=== ROWS ===
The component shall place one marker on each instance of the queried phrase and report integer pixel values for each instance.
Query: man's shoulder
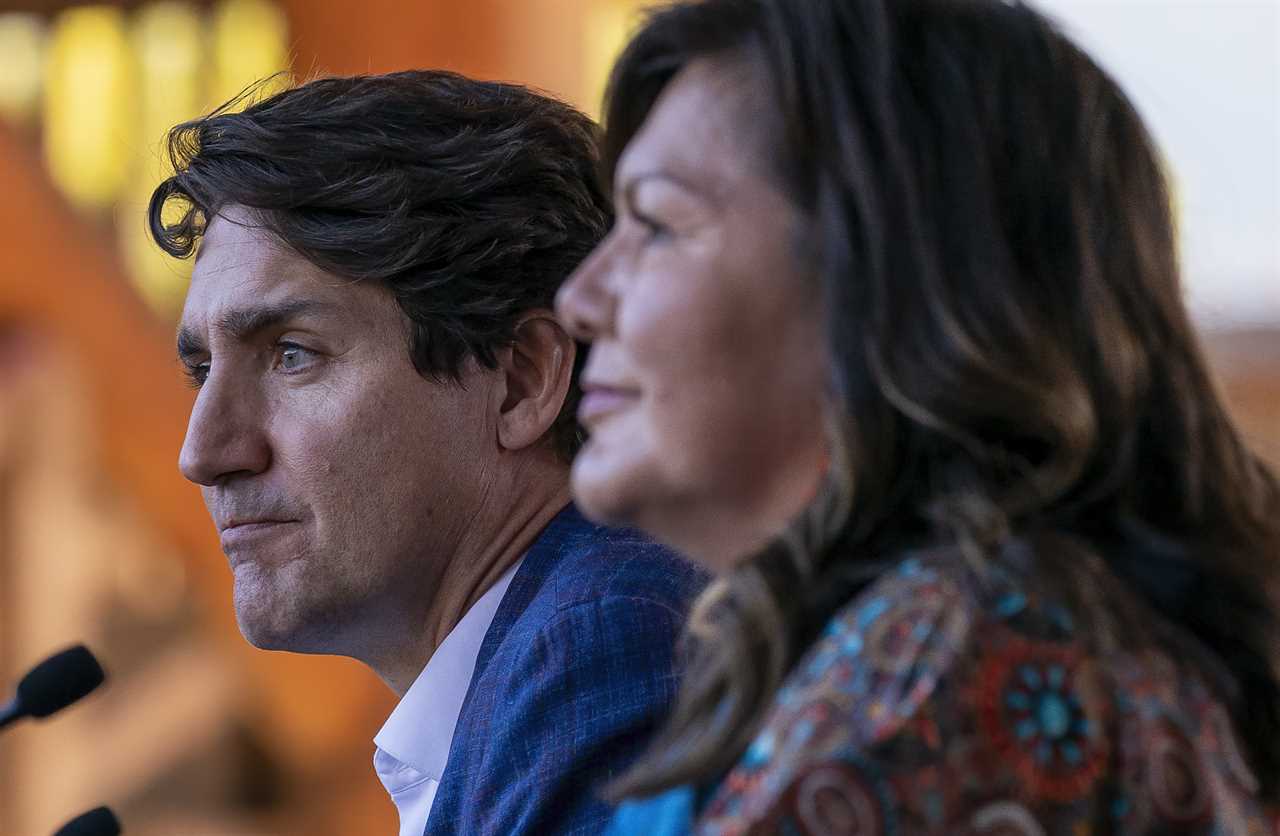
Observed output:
(602, 563)
(583, 567)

=== TO BE DONE ===
Please render the lines above as a Markdown table with the columns Row and Line, numbering each row and skipping any blank lines. Leave the pictures out of your answer.

=== FINAL RESULT ===
| Row | Line |
|---|---|
| 1 | The component shall place one marker on each instance of the queried phrase and report integer pixel values for each instance. |
| 2 | Query: man's shoulder |
| 3 | Observed output: |
| 4 | (602, 563) |
| 5 | (583, 567) |